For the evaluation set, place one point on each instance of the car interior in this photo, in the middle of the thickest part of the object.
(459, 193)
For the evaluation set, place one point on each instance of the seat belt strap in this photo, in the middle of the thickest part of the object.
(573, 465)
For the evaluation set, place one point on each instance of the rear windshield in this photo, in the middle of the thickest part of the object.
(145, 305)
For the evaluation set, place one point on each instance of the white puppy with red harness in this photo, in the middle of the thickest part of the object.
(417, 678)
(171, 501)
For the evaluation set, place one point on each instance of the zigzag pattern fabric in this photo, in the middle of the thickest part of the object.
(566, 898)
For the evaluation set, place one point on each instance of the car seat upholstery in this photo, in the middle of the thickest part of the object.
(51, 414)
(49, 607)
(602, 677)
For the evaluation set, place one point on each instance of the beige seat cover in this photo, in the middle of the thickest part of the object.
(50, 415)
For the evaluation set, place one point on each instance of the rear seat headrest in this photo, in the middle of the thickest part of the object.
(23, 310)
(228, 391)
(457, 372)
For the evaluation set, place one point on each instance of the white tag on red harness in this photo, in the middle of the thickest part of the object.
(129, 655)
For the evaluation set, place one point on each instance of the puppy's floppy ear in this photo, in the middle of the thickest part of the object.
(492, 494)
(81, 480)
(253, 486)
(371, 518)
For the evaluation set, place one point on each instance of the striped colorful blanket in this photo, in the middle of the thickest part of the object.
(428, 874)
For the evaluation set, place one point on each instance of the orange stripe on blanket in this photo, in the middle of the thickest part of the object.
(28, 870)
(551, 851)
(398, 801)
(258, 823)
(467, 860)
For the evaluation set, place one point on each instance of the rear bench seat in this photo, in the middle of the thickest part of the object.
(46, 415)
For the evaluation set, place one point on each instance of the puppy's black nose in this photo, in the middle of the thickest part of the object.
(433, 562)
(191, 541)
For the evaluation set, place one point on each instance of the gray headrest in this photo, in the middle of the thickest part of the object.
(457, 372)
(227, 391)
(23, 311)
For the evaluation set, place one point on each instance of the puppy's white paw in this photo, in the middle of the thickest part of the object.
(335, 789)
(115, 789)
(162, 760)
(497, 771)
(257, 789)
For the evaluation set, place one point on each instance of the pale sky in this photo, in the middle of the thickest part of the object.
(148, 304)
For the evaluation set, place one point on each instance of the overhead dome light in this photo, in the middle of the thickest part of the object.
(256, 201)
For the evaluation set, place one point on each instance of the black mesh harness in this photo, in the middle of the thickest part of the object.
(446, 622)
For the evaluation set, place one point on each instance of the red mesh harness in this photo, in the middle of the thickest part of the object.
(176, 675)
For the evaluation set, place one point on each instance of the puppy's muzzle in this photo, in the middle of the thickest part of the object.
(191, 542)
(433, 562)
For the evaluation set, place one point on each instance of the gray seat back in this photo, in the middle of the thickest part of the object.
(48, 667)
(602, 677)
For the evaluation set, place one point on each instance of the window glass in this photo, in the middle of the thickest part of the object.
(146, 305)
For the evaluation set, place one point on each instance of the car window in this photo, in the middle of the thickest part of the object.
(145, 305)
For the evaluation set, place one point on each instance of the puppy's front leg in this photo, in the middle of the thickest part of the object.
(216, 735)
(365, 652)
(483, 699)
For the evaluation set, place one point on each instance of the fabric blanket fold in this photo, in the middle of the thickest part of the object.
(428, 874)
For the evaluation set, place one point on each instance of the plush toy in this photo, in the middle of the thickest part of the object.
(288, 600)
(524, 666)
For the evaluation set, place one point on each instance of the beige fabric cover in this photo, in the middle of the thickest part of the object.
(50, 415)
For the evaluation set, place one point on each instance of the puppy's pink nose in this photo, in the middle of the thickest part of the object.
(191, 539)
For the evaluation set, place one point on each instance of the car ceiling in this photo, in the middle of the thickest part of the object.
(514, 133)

- [Instructions for the task]: Copy out all of the lines above word for word, without changing anything.

- [Answer for this exercise]:
For the evaluation set, place one point on each instance of the car interior in this photo, in the middle of the thickest part of the object.
(459, 193)
For the evaluation set, place one point on each instance of the seat belt strap in this photo, in the middle of the thickest part of the object.
(573, 465)
For the evaluation set, place one point on each instance of the rear windshield in this photo, in the middle of the thickest part of the object.
(145, 305)
For the evaluation set, place one point on each instance of the white puppy with red harness in this photo, in the middle of the thickest part of the object.
(417, 678)
(171, 501)
For the evaluation set, place one point on each instance of the zigzag pattern fabric in this photo, in the middle of the thickest part of the object.
(566, 898)
For the evaluation set, place one point on each instance of the car seat upholstery in this photo, in the middle of the thickest part of the object.
(51, 414)
(49, 607)
(602, 677)
For the evaluation set, place one point on each instance of the beige seat cover in this photo, in the middle of the thickest part of the object.
(50, 415)
For the evaluation set, place one point on each instance of the rear seat headrest in this photo, in the middle of the thickest part of the object.
(23, 310)
(228, 391)
(457, 372)
For the evaluation set, place one point on each instance of the white tag on red harness in this photo, in the middle of the thickest part of the object.
(129, 655)
For the evaluation set, place one point on each instance of the puppy's floppy ear in this photo, in the middle of the thickest part of the object.
(492, 494)
(81, 480)
(253, 486)
(371, 518)
For the evaluation set, place one point on each instance of the striped colorful blanket in this photo, in the middle of the thickest part of the object.
(428, 874)
For the evaluation set, place one point on each instance of the orange stripe on blanket in this photo, in the middle of the thickest part of the object.
(28, 870)
(551, 851)
(398, 801)
(258, 823)
(467, 860)
For the evaluation set, place one point on each instance of the rear bench seat in this photo, in the middle of the thickest part of the object.
(46, 415)
For the evaluation set, place one point on each instance of the puppy's black nose in this photo, in the middle of the thickest part of the object.
(433, 562)
(191, 541)
For the evaluation set, place one point on each instance of the gray headrest in this photo, in the middle of the thickest part of the object.
(457, 372)
(227, 391)
(23, 311)
For the evaluation set, place one point on each instance of the puppy's white paw in this photo, in the middle of the thickest part of the object.
(335, 789)
(115, 789)
(162, 760)
(497, 771)
(257, 789)
For the evaluation set, place one point on each instance of the pale sky in this photo, in the middle of the thickest part of the object.
(148, 304)
For the evaluation set, place one point on each instance of the overhead dome light in this photo, in the middle of the thickest part of the object.
(256, 201)
For the evaluation set, place one point on each instance of the black mesh harness in this photo, in the middle of the thickest part of the object.
(446, 622)
For the evaluation set, place one point on each instance of the red mesh harness in this photo, in the middle of the thickest part of the object.
(176, 675)
For the evaluation set, place one point on each instance of the puppy's muzzle in this photo, in the middle of the thickest part of the object.
(191, 542)
(433, 562)
For the evaluation set, place one point on each instance of the gray seat back in this photo, in the middle of the thickest part of the object.
(48, 667)
(602, 677)
For the evaluation set, place one point on each instance of the window glass in this photo, in the middle of the thickest part of the object.
(146, 305)
For the evaluation set, place one point on each instance of the car window in this photo, in the middle of the thickest part of the object.
(145, 305)
For the evaluation set, place one point on each instance of the puppy's front leg in this photo, in the middle of the thickest part of the object.
(216, 735)
(365, 652)
(483, 699)
For the evaluation set, place one point on each instance of the fabric blanket fold in this photo, in the middle of the thickest part of the object.
(428, 874)
For the evaluation set, place one point on each instance of the plush toy in this photo, in the middle of the thickest part of the object.
(288, 600)
(524, 666)
For the evaluation set, place one point on each instance of the beige fabric cover in this photo, in the middle of the thickest part of the object.
(50, 415)
For the evaluation set, place one point on each instance of the puppy's pink nose in this photo, in the middle of the thickest part of the object.
(191, 539)
For the evaluation set, place one point on each instance of the car ceiling in this photo, in the middle of the thickest part of the object.
(514, 133)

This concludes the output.